_Provided data_:
────────────────────────────────────────
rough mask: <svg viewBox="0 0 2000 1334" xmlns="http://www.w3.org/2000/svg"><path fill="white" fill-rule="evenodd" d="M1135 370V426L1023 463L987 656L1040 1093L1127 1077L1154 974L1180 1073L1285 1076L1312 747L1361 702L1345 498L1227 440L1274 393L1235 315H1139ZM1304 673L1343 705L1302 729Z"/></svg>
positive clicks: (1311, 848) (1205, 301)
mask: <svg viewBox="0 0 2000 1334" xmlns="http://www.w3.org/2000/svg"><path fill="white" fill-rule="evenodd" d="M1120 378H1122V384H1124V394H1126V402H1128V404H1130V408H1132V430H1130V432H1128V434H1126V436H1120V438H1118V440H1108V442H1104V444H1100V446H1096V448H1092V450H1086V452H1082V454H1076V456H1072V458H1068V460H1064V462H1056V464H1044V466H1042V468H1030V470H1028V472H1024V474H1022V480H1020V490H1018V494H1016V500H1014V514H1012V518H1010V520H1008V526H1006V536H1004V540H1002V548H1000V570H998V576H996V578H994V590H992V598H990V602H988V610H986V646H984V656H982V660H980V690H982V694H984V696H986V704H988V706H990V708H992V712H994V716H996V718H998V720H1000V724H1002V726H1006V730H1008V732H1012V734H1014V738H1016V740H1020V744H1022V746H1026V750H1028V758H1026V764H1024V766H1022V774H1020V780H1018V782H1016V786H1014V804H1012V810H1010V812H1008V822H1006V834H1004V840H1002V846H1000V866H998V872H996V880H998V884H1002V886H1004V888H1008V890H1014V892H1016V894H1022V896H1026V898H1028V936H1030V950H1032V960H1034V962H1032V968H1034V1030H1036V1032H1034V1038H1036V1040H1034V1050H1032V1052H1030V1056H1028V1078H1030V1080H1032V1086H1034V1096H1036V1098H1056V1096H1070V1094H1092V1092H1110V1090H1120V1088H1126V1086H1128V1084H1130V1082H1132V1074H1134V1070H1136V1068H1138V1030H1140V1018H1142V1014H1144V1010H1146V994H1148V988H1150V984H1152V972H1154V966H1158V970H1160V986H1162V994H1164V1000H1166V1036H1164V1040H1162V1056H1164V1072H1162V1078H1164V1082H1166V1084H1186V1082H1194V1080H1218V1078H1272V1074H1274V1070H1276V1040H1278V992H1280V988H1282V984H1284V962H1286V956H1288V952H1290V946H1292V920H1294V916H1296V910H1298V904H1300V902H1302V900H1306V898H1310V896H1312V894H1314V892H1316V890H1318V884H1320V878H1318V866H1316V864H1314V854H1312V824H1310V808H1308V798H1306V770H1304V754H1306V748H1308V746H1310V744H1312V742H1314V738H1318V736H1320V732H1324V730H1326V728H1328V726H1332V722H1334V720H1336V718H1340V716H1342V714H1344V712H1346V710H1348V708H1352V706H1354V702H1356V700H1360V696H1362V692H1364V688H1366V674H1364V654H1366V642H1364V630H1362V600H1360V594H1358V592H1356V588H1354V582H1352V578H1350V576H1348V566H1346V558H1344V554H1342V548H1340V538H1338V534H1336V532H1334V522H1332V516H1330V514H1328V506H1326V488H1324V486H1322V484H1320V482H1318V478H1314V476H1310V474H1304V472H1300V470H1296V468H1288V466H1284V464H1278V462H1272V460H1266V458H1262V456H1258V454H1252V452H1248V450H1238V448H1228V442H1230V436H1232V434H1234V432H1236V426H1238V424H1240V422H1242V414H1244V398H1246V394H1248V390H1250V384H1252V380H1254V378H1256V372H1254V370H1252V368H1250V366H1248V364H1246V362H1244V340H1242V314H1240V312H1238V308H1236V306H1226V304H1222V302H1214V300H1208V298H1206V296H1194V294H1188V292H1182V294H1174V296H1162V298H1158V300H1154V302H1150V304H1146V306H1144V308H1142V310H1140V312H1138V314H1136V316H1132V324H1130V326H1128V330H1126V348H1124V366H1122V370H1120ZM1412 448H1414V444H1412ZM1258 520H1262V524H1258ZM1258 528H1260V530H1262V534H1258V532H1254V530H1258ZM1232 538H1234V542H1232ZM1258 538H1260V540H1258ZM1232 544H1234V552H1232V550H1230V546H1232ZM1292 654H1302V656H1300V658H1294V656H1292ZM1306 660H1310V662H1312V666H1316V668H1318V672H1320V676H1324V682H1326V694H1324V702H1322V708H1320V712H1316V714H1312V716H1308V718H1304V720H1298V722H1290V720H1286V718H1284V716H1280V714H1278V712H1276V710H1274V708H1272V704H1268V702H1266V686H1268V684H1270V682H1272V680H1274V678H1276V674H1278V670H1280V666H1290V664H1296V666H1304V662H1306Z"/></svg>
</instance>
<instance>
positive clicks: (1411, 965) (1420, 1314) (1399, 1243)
────────────────────────────────────────
_Goal of the exercise_: Only what runs from the line containing "</instance>" through the final line of the entries above belongs in the answer, restated exactly.

_Answer to this exercise_:
</instance>
<instance>
positive clicks: (1411, 965) (1420, 1314) (1399, 1243)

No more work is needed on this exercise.